Written exercise 1 -
In the court opinion, on what date were Barbara Taylor and Linda Riedemann arrested?
Written exercise 2 -
Pick up the court opinion right after its final sentence and keep writing.

Source -
· · · ·
Defendants Sharon Burns and Carole Anderson were arrested by the Minneapolis morals squad on August 17, 1967, and originally charged under the Minneapolis ordinance. These charges were later dismissed. They were thereafter indicted by the grand jury under the state law. They made motions to dismiss on the grounds that the indictments deprived them of the equal protection of the law and inflicted cruel and inhuman punishment. These motions were denied. The two cases were consolidated and tried to the court without a jury. Both defendants were found guilty and sentenced to a year in the Minneapolis workhouse.

Defendants Barbara Taylor and Linda Riedemann were arrested on October 16, 1967, and jointly charged in an information with violation of the state law. They were separately tried by juries, found guilty, and also sentenced to one year in the Minneapolis workhouse.

The appeals have been consolidated for hearing. The questions raised are (1) whether Minn.St. 609.32, subd. 4(1), inflicts cruel and inhuman punishment contrary to our State and Federal Constitutions, and (2) whether the application of the law as to these defendants is so discriminatory that they ought to be discharged.

*894 1. The claim that § 609.32, subd. 4(1), inflicts cruel and inhuman punishment requires little discussion.
· · · ·
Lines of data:
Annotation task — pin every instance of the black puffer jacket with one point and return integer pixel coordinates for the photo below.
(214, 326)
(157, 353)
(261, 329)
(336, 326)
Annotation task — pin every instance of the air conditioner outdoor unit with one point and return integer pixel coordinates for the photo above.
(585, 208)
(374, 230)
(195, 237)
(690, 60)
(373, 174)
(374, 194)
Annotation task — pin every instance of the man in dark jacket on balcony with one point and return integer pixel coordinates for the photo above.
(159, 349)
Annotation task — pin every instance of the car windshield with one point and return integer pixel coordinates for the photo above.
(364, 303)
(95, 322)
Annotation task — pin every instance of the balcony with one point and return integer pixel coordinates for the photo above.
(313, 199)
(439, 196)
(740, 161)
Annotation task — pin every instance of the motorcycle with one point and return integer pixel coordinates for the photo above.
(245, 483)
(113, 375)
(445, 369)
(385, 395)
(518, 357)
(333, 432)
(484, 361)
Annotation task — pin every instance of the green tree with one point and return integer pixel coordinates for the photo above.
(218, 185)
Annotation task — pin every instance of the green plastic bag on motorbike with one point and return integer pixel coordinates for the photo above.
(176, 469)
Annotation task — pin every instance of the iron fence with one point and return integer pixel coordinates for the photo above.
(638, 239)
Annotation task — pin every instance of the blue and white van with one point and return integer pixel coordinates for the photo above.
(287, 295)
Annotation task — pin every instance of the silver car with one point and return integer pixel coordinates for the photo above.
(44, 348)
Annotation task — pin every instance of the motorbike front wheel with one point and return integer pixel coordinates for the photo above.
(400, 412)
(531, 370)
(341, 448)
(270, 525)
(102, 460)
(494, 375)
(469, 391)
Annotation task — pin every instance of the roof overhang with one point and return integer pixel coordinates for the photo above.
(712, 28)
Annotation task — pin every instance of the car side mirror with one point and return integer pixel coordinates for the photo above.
· · · ·
Final answer 1 -
October 16, 1967.

Final answer 2 -
It is the province of the legislature to declare what acts deemed by the lawmakers inimical to the public welfare shall constitute crimes, and to prohibit the same and provide the penalities therefor. State v. Shevlin-Carpenter Co., 99 Minn. 158, 108 N.W. 935. The wisdom of such acts of the legislature is not for the courts, State v. Moilen, 140 Minn. 112, 167 N.W. 345, 1 A.L.R. 331, 5A Dunnell, Dig. (3 ed.) § 2407, unless the punishment provided is out of all proportion to the crime so as to constitute a violation of the constitutional proscription against cruel and inhuman punishment. Ordinarily, cruel and inhuman punishment relates to something that involves mental or physical agony, or a sentence of such duration that it is out of all proportion to the nature of the crime. Trop v. Dulles, 356 U.S. 86, 78 S. Ct. 590, 2 L. Ed. 2d 630. It may be conceded that the Fourteenth Amendment makes the Eighth Amendment of the Federal Constitution applicable to the states. Robinson v. State of California, 370 U.S. 660, 82 S. Ct. 1417, 8 L. Ed. 2d 758. For an example of a case in which it was held that the penalty violated the Federal Constitution, see Weems v. United States, 217 U.S. 349, 30 S. Ct. 544, 54 L. Ed. 793. But, we see no rational basis upon which to hold that a year's imprisonment for the crime of prostitution violates either the State or Federal Constitution by imposing cruel and inhuman punishment. Nor do we believe that defendants' claim that prostitution is a sickness, not a crime, and therefore should not be punished merits any discussion.

2. We come, then, to the only question raised which has any merit to it, namely, that while some prostitutes are prosecuted under the city ordinance, where the maximum penalty is 90 days in the workhouse or a $100 fine, or both, these defendants were prosecuted under state law, where the maximum penalty is one year in jail or a $1,000 fine, or both.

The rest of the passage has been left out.